__Problem requirements__: Repeat back the entries that follow, keeping every word as it is.

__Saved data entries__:

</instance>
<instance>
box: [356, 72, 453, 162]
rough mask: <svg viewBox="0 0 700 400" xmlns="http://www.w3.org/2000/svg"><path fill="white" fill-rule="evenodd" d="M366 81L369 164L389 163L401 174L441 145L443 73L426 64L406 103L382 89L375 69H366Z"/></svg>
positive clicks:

__Result__:
</instance>
<instance>
box: [356, 72, 453, 162]
rough mask: <svg viewBox="0 0 700 400" xmlns="http://www.w3.org/2000/svg"><path fill="white" fill-rule="evenodd" d="M366 81L369 164L389 163L401 174L441 145L443 73L426 64L406 103L382 89L375 69H366Z"/></svg>
positive clicks:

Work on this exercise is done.